- **Set problem**: Restate every line of the material, word for word.

-- Begin Data excerpts --

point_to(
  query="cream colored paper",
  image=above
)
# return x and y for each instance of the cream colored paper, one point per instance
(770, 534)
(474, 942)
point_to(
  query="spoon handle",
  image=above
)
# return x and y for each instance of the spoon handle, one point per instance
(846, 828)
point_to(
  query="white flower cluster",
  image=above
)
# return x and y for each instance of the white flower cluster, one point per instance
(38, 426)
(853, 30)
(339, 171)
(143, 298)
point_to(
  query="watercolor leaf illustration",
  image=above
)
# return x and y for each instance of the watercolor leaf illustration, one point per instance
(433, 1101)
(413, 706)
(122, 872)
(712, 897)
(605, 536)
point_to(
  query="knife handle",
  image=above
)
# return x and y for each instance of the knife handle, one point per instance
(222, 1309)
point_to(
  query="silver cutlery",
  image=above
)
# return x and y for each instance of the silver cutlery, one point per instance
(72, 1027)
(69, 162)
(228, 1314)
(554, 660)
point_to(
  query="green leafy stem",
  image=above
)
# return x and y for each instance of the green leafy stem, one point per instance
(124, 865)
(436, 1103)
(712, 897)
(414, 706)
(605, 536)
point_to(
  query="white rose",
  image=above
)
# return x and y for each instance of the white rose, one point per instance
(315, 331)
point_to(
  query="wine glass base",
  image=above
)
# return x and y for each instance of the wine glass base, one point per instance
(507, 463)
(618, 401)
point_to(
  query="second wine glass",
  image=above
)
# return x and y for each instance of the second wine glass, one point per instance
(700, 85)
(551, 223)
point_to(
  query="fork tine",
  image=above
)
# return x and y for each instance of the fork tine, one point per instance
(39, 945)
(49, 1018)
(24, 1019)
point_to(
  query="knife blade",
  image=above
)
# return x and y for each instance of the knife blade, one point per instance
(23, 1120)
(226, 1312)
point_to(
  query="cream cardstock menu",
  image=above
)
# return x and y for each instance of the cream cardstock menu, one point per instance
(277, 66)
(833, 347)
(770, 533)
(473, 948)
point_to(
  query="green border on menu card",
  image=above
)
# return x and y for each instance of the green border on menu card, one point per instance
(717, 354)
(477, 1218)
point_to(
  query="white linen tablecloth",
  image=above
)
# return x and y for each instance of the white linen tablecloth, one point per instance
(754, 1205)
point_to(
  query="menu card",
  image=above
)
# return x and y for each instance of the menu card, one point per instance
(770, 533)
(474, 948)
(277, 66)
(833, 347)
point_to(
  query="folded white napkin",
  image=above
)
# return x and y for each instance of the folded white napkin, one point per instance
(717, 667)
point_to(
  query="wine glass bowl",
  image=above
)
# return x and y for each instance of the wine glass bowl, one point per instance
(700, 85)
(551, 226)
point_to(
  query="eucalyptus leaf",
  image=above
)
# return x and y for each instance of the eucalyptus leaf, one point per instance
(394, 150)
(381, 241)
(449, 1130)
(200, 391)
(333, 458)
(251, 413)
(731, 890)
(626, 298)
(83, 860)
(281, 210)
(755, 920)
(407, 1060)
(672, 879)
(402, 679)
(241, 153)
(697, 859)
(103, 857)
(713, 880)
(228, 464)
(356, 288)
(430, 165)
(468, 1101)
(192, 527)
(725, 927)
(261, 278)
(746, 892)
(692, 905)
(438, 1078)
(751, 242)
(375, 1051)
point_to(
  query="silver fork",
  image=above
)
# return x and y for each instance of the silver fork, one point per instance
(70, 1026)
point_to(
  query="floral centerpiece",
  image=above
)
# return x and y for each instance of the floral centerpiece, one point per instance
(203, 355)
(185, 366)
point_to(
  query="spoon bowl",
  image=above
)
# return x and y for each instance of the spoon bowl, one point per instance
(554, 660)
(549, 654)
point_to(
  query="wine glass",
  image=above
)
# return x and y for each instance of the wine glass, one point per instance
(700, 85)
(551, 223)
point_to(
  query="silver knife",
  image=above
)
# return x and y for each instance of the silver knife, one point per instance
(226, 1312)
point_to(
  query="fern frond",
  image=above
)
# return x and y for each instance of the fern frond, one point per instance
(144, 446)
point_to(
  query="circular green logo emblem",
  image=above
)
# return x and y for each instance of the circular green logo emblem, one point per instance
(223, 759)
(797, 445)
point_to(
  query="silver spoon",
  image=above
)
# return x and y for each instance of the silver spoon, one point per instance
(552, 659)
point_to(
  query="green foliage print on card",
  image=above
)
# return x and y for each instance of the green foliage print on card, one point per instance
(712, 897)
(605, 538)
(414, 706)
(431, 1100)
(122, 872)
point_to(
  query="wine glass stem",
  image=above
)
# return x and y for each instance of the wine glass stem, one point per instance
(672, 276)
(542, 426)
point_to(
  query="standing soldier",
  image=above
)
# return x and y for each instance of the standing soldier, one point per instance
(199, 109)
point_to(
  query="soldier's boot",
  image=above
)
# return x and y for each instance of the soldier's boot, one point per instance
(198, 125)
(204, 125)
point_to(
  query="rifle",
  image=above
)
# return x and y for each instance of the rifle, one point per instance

-- End Data excerpts --

- **Answer to the task**:
point_to(
  query="cream colored paper",
  image=above
)
# return x and y for each instance of the cream colored paper, one point per instance
(770, 534)
(474, 942)
point_to(
  query="spoon handle",
  image=above
)
# return x and y for each instance of the spoon handle, one point per instance
(846, 828)
point_to(
  query="white flower cluster",
  image=above
)
# return x and y for each instance of the white flower cluster, one point per instance
(38, 426)
(853, 30)
(339, 171)
(143, 298)
point_to(
  query="watercolor leaf illustration",
  image=above
)
# return x and y for each instance of the watercolor leaf illustration, one point per instance
(433, 1101)
(413, 706)
(122, 872)
(712, 897)
(605, 536)
point_to(
  query="knife handle",
  image=above
)
# return x and y for each instance of the knife handle, one point per instance
(222, 1309)
point_to(
  query="silver cutlery",
  image=above
)
# return x and y for each instance of the silver cutlery, one point per instance
(72, 1027)
(69, 162)
(228, 1314)
(554, 660)
point_to(
  query="green leafy stem",
  image=above
)
# return x and y for each instance of the green leafy stem, one point per instance
(124, 865)
(436, 1103)
(712, 897)
(414, 706)
(605, 536)
point_to(
  query="white rose",
  image=above
)
# return x and y for each instance of the white rose, one point per instance
(315, 331)
point_to(
  query="wine glass base",
  image=above
)
# return x and y for each instance of the wine glass base, one point per instance
(507, 463)
(618, 401)
point_to(
  query="second wine glass",
  image=above
)
# return x and y for each instance of the second wine glass, one point per instance
(700, 85)
(551, 223)
point_to(
  query="fork tine",
  image=above
)
# return x and y for each instance of the fork tine, one point per instance
(39, 945)
(49, 1018)
(24, 1019)
point_to(
  query="knife blade",
  image=above
)
# return x and y for each instance of the knife blade, one point per instance
(23, 1120)
(226, 1312)
point_to(
  query="cream cardstock menu",
  image=above
)
# return x and y for each instance of the cream cardstock menu, one point per instance
(277, 66)
(833, 347)
(770, 533)
(473, 948)
point_to(
  query="green border on menu card",
  image=above
)
# return x and y for each instance of the green border on menu card, one point per instance
(717, 354)
(477, 1218)
point_to(
  query="white linen tablecloth",
  image=above
)
# return x and y for each instance of the white linen tablecloth, one point per instance
(754, 1205)
point_to(
  query="menu card",
  image=above
)
# return x and y for each instance of the menu card, one point per instance
(770, 533)
(474, 948)
(277, 66)
(833, 347)
point_to(
  query="folded white napkin",
  image=above
)
# return x and y for each instance of the folded white napkin, one point per instance
(717, 667)
point_to(
  query="wine glass bowl",
  image=above
)
# return x and y for each instance of the wine glass bowl, one point per instance
(700, 85)
(551, 226)
point_to(
  query="eucalyptus leaf",
  image=above
)
# return x and y for each instance of the eucalyptus leaf, one point per instance
(394, 150)
(381, 241)
(449, 1130)
(200, 391)
(333, 458)
(251, 413)
(731, 890)
(626, 298)
(83, 860)
(281, 210)
(755, 920)
(407, 1060)
(672, 879)
(402, 679)
(241, 153)
(697, 859)
(103, 857)
(713, 880)
(228, 464)
(356, 288)
(430, 165)
(468, 1101)
(192, 527)
(725, 927)
(261, 278)
(746, 892)
(692, 905)
(438, 1078)
(751, 242)
(375, 1051)
point_to(
  query="silver fork",
  image=above
)
# return x and y for each instance of the silver fork, one point per instance
(70, 1026)
point_to(
  query="floral centerpiece",
  image=above
)
# return x and y for each instance of the floral centerpiece, one point per instance
(203, 355)
(185, 366)
point_to(
  query="spoon bowl",
  image=above
)
# return x and y for each instance of the spoon bowl, one point per instance
(554, 660)
(549, 654)
point_to(
  query="wine glass",
  image=above
)
# return x and y for each instance of the wine glass, one point per instance
(700, 85)
(551, 223)
point_to(
  query="silver knife",
  image=above
)
# return x and y for each instance of the silver knife, one point per instance
(226, 1312)
point_to(
  query="fern frond",
  image=above
)
# return x and y for each instance of the fern frond, one point per instance
(144, 446)
point_to(
  query="circular green logo emblem",
  image=above
)
# return x and y for each instance of the circular green logo emblem, one point per instance
(223, 759)
(797, 445)
point_to(
  query="silver spoon",
  image=above
)
# return x and y for each instance of the silver spoon, one point per instance
(552, 659)
point_to(
  query="green foliage print on card",
  image=above
)
# return x and y for each instance of the green foliage print on card, one point per instance
(712, 897)
(605, 538)
(414, 706)
(431, 1100)
(122, 872)
point_to(
  query="wine glass stem",
  image=above
)
# return x and y for each instance of the wine glass stem, one point per instance
(672, 276)
(542, 426)
point_to(
  query="standing soldier",
  image=above
)
# return x and y for each instance of the standing soldier, one point per instance
(199, 109)
point_to(
  query="soldier's boot",
  image=above
)
# return x and y for each instance of the soldier's boot, one point per instance
(198, 125)
(204, 125)
point_to(
  query="rifle",
  image=above
)
# return x and y for each instance of the rifle, one point per instance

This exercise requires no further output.